Your objective >>
Each line of the data below that holds the word "positive" is to be reported in full.

[Provided entries Boundary: Start]

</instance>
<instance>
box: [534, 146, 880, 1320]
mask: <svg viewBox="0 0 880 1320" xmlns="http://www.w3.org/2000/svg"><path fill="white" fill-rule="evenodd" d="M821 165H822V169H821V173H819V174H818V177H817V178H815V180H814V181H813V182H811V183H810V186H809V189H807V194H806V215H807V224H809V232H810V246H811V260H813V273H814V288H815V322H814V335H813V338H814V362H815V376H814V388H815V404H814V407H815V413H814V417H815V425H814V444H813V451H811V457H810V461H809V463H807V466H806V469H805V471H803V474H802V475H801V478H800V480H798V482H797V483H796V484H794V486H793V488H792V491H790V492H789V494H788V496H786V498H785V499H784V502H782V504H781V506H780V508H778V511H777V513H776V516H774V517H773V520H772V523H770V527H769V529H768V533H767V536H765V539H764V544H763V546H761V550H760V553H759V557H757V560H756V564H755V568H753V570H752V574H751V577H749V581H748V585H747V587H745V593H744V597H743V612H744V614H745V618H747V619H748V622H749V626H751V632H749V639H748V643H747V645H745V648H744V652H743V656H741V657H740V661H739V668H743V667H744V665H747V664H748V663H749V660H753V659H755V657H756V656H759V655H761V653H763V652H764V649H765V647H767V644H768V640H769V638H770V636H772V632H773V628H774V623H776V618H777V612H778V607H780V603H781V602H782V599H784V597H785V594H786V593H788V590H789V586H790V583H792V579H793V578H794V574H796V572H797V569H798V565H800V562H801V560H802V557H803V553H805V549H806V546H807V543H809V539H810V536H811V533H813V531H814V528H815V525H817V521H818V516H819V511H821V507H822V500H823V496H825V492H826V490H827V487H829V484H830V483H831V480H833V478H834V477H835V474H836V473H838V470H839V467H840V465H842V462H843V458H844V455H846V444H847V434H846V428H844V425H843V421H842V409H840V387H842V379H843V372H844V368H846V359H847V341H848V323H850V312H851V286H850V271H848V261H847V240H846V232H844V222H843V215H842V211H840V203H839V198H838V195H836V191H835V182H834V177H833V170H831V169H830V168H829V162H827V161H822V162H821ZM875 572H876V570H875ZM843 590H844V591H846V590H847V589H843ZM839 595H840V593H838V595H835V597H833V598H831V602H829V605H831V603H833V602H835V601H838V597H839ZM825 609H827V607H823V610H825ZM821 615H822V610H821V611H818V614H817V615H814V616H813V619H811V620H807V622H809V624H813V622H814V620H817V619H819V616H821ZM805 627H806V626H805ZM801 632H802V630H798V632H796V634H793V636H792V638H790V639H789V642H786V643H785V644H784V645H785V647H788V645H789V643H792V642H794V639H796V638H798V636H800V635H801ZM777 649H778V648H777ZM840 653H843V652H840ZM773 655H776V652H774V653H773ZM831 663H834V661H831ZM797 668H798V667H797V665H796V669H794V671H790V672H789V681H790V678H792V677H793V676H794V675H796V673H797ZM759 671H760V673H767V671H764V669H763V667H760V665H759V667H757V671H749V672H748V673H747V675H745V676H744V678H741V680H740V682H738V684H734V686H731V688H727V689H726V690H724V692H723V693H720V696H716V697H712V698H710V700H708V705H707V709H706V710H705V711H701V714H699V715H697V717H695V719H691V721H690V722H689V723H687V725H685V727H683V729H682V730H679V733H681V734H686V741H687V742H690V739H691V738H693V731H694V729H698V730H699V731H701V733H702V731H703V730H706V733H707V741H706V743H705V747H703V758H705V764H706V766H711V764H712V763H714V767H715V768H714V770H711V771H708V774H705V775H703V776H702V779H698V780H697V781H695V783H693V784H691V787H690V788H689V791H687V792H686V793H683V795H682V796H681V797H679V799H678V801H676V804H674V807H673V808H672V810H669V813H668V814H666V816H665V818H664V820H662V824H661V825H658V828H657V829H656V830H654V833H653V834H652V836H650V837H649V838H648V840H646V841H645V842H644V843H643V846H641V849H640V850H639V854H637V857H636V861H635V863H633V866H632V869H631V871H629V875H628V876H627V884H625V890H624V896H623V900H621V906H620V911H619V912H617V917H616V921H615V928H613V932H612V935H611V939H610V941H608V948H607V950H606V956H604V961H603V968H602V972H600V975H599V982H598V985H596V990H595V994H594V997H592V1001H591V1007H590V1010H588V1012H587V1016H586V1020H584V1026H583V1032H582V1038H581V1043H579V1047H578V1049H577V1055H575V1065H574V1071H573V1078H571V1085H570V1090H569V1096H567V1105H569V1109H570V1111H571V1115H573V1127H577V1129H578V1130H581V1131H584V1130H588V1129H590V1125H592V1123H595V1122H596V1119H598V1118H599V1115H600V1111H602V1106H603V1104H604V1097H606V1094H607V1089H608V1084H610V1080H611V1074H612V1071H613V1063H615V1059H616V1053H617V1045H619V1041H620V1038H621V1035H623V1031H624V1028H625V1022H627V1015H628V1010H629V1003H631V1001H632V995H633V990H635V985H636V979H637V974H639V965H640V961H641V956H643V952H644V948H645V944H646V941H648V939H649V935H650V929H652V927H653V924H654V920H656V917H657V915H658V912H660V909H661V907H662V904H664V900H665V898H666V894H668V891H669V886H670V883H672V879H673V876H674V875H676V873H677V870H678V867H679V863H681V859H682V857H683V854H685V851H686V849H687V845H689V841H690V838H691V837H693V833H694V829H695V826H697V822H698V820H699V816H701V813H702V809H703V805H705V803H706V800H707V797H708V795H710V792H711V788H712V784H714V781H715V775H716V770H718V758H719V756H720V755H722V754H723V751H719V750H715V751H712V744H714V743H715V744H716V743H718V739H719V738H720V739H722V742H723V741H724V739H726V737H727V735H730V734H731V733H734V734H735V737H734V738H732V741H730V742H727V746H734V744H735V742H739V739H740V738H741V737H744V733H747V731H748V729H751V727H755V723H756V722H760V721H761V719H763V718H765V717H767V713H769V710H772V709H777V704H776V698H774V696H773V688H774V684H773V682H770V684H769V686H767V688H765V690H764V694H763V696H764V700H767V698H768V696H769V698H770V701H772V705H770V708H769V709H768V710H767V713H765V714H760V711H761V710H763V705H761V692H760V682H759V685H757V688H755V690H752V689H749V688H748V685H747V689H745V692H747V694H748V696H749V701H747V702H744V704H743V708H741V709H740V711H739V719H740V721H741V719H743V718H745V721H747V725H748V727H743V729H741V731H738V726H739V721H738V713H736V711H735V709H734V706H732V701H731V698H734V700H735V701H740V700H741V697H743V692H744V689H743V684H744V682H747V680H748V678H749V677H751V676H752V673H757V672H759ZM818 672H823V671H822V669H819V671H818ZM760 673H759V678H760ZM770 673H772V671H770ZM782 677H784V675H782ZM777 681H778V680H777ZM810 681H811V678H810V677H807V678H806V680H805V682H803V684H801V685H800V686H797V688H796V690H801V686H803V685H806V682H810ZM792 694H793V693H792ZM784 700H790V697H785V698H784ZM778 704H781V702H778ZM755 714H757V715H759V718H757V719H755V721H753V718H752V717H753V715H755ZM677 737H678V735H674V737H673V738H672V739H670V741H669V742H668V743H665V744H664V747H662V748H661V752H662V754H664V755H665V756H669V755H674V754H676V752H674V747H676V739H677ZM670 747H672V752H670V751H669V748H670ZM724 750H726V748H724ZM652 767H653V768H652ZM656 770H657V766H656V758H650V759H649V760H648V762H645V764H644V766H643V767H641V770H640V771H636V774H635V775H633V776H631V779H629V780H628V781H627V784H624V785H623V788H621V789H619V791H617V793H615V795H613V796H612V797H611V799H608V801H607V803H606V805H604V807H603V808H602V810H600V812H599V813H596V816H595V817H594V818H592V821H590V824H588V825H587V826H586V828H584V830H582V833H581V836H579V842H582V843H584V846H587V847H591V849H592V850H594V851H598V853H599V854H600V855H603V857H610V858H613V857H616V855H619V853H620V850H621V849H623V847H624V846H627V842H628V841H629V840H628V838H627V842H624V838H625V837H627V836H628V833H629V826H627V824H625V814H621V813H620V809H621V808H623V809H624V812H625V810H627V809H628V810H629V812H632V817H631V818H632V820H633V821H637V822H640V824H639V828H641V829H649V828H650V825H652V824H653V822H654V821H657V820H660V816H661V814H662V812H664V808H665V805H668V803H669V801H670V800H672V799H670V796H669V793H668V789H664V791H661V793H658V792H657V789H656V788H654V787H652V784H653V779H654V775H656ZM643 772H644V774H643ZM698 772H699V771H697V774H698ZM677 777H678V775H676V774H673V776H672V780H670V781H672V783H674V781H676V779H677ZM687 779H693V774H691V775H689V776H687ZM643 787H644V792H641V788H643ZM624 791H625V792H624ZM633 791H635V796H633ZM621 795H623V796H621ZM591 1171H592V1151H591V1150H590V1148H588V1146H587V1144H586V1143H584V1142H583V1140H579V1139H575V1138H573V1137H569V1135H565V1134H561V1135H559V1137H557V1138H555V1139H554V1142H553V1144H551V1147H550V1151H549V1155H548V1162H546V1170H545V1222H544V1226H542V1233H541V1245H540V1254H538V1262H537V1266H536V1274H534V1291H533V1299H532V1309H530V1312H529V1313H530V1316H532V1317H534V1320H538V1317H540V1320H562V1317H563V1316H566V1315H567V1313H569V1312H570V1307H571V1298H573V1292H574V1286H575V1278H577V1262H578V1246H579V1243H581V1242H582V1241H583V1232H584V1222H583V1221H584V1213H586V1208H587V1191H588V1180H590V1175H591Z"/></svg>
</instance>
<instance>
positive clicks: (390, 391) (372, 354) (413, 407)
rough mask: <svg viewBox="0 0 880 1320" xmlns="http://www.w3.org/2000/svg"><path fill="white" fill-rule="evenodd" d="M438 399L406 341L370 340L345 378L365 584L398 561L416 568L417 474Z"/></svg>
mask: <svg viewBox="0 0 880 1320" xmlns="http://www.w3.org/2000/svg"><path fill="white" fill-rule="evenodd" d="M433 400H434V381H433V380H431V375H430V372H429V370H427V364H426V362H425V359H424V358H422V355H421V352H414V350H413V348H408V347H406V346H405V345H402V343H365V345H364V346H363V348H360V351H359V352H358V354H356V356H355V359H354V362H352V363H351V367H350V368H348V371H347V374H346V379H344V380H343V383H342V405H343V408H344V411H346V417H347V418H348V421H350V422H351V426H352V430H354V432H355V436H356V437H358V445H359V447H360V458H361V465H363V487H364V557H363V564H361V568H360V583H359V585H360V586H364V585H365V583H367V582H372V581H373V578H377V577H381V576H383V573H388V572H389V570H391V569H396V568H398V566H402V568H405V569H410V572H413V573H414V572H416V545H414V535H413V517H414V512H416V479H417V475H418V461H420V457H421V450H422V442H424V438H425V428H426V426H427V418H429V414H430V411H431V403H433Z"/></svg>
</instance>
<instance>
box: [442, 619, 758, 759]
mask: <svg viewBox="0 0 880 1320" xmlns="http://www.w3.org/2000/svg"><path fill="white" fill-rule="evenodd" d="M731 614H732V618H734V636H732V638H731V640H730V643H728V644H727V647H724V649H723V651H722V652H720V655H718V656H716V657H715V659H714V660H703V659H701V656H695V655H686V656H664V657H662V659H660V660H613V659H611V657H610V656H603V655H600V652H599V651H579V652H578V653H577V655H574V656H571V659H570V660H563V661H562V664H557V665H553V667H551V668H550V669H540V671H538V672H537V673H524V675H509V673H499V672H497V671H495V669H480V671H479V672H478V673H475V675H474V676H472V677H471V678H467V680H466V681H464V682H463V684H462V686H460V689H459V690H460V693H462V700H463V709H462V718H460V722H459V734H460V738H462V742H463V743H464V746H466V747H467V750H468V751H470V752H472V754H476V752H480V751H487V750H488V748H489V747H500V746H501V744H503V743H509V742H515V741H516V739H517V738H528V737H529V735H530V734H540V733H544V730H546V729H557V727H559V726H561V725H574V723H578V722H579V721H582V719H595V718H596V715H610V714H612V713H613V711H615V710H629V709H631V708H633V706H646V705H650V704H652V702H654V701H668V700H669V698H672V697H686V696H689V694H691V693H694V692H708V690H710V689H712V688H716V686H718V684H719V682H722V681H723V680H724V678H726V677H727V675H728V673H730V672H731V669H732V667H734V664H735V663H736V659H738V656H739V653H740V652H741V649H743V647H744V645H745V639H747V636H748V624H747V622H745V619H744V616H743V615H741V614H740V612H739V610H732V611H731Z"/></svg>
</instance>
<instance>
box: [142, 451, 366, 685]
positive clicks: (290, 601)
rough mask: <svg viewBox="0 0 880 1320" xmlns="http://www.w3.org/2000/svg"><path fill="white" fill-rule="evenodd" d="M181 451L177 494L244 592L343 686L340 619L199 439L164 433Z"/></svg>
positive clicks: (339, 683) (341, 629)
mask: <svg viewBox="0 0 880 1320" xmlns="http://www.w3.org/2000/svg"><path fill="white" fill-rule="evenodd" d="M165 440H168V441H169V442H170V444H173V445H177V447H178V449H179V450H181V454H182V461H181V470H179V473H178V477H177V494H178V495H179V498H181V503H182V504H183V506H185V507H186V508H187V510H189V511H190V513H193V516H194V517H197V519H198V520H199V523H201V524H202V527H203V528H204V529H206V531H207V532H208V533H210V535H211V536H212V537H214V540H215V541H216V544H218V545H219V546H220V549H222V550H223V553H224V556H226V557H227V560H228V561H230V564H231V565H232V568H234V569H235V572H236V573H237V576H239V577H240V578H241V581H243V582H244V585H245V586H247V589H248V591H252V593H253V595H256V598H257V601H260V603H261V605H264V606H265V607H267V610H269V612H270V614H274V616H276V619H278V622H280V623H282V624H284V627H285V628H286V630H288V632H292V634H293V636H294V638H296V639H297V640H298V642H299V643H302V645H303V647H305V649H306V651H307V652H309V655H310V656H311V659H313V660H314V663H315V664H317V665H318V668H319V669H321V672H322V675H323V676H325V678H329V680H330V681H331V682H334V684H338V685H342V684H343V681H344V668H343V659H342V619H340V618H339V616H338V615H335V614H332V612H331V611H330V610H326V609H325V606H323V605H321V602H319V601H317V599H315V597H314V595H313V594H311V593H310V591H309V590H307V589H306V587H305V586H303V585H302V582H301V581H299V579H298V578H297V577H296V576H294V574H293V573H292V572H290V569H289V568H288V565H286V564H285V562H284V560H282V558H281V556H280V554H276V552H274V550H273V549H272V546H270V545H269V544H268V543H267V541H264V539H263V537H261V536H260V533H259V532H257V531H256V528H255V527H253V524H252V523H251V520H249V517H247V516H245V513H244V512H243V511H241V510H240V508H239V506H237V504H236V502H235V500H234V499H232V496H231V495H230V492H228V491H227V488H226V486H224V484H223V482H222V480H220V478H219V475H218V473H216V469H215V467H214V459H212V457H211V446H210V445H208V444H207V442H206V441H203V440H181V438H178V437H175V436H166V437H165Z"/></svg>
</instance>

[Provided entries Boundary: End]

Finished task >>
positive clicks: (390, 391) (372, 354) (413, 407)
positive clicks: (290, 601)
positive clicks: (339, 683) (341, 629)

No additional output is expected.